**** DATA
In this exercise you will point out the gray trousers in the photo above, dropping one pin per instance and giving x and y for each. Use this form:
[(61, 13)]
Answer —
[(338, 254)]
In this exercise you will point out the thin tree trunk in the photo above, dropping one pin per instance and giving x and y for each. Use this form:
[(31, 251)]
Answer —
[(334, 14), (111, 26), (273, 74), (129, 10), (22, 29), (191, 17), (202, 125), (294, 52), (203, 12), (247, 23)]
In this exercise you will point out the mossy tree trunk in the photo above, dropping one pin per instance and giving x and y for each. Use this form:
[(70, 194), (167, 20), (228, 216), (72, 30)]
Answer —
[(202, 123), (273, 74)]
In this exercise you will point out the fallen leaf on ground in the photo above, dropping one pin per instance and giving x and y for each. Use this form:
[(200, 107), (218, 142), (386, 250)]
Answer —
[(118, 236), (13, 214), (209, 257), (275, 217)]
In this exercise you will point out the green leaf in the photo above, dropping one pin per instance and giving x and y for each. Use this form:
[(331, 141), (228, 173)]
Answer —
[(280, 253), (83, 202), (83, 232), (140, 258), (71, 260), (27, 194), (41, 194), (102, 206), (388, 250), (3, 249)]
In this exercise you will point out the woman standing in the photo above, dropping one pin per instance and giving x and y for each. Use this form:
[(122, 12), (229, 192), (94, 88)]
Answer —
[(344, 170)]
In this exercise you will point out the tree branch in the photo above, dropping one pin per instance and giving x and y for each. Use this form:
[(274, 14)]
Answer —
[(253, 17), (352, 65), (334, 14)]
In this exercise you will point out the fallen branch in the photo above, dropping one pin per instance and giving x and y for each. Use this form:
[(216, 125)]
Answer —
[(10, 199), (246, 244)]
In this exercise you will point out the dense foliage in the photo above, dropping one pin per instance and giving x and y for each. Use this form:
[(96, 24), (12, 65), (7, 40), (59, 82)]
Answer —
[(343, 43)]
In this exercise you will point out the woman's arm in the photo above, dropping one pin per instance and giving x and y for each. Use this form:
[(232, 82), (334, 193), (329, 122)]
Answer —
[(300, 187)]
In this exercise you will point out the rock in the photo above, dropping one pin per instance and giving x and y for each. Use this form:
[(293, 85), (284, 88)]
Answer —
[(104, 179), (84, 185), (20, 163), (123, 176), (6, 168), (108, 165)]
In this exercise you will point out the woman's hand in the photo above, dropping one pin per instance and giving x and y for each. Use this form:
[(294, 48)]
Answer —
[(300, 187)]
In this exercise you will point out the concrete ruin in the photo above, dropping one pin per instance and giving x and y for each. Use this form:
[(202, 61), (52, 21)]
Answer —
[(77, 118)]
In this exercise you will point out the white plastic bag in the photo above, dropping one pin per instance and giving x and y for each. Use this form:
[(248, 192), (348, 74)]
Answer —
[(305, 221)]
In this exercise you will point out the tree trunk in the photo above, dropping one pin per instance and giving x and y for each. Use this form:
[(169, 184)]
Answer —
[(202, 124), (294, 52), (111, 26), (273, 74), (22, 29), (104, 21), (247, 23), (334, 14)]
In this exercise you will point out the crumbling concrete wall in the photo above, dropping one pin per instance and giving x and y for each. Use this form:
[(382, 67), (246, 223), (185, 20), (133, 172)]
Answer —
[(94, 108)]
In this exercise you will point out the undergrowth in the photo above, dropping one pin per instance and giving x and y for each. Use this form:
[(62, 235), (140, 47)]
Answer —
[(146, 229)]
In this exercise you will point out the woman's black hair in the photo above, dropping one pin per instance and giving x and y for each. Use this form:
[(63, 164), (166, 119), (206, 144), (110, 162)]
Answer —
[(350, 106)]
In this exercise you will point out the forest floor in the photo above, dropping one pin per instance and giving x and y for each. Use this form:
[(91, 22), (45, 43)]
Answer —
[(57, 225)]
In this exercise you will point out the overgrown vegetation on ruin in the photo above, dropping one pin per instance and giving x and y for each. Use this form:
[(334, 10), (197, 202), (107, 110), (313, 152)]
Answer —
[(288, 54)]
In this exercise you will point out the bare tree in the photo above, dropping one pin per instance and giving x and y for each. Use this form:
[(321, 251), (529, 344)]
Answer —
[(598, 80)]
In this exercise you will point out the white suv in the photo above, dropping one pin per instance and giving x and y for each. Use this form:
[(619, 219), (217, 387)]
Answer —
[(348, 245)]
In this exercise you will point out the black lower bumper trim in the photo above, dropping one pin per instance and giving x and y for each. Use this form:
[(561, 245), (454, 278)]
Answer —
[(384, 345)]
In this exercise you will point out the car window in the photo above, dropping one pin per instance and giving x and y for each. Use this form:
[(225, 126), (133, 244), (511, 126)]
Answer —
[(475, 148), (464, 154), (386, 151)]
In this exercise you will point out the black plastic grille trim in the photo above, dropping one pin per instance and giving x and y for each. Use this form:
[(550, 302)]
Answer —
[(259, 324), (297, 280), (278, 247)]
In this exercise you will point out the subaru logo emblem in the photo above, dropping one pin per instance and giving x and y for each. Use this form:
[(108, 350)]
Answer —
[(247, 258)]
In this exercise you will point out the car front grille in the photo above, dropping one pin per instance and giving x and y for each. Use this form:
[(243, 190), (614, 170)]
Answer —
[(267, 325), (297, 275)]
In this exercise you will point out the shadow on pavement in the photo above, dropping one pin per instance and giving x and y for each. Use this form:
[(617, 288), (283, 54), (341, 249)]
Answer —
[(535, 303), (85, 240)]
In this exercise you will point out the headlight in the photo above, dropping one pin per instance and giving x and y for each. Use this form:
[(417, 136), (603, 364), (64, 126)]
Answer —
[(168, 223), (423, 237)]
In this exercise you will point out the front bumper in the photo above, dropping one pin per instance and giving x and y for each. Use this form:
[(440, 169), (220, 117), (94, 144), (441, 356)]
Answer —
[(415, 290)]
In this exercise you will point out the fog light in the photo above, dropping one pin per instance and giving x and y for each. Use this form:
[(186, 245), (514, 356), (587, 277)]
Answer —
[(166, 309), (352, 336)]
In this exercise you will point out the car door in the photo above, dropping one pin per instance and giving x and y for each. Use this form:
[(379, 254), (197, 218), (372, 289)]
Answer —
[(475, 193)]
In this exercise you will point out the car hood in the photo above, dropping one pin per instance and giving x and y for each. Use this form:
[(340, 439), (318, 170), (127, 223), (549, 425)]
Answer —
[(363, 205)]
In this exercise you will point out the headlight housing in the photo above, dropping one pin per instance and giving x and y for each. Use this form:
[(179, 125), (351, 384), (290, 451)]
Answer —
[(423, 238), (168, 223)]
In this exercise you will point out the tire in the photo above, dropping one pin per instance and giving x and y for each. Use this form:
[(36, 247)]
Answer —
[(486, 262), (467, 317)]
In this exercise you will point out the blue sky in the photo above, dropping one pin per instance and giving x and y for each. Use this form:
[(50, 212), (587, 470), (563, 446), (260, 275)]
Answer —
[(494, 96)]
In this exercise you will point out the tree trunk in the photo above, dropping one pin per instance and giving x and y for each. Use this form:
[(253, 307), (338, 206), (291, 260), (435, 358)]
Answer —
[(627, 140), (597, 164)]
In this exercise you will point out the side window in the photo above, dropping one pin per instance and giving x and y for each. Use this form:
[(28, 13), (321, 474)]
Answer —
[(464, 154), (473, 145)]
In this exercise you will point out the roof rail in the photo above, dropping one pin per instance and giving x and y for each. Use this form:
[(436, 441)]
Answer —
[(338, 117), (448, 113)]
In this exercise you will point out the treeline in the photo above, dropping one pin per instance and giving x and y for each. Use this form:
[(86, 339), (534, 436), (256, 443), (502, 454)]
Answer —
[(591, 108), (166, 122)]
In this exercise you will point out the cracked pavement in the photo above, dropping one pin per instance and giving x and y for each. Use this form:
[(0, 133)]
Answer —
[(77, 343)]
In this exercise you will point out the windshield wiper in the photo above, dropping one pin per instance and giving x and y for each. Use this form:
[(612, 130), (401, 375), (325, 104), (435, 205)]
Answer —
********
**ACTIVITY:**
Pull every line containing the word "branch" out of the entries above.

**OUTPUT FOR THIS EXERCISE:**
In this exercise you will point out the tree branch in the photo above, dropping one pin per instance and giving x and y for each. Use this form:
In this exercise you will point out the fallen branch in the photo above, dropping one pin per instance and giving x and y for each. Use this form:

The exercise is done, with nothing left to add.